▸ **La richiesta**
Riproduca fedelmente il passo dell'articolo sui videogiochi riportato più sotto, da "Simulare le crisi: i" a "servono scelte radicali.".

▸ **Estratto fornito**
^^^^^^^^^^^^^^^^

Simulare le crisi: i videogiochi possono prepararci alle sfide del nostro tempo?
Mentre nascono videogame per sensibilizzare gli utenti sul cambiamento climatico, i giocatori esperti vengono assoldati in Ucraina come piloti di droni. Ma l’industria videoludica continua a inquinare e al settore servono scelte radicali.
di Flavio Natale
Cominciamo con un’esperienza personale: la mia iniziazione ai videogiochi è avvenuta, come per molti coetanei, con il calcio. Prima Fifa 99, poi Winning eleven, quindi Pro evolution soccer e di nuovo Fifa. In questi anni di fedele militanza calcistica ho toccato, sempre di sfuggita e con sistematica incoerenza, altri classici del settore: tra questi Crash Bandicoot, Tekken, Resident Evil, Halo, Assassin’s Creed, Call of Duty. Nonostante le svariate esperienze di gioco, però, non sono mai riuscito a sviluppare quella volontà, ben radicata nel giocatore incallito, necessaria per completare la storia fino all’ultima missione (Assassin’s Creed Brotherood e Halo II sono forse gli unici titoli che abbia mai finito in vita mia). Morale della favola: non sono mai stato un gran giocatore di videogame ma, in compenso, mi è sempre piaciuto osservare le persone giocarci, o meglio soffermarmi su tutti quei dettagli (ambientazione, dialoghi, trame secondarie) che rendono un videogioco una storia.

^^^^^^^^^^^^^^^^

▸ **Dati riportati**
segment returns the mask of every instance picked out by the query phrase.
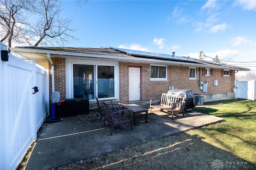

^^^^^^^^^^^^^^^^

▸ **Risposta**
Simulare le crisi: i videogiochi possono prepararci alle sfide del nostro tempo?
Mentre nascono videogame per sensibilizzare gli utenti sul cambiamento climatico, i giocatori esperti vengono assoldati in Ucraina come piloti di droni. Ma l’industria videoludica continua a inquinare e al settore servono scelte radicali.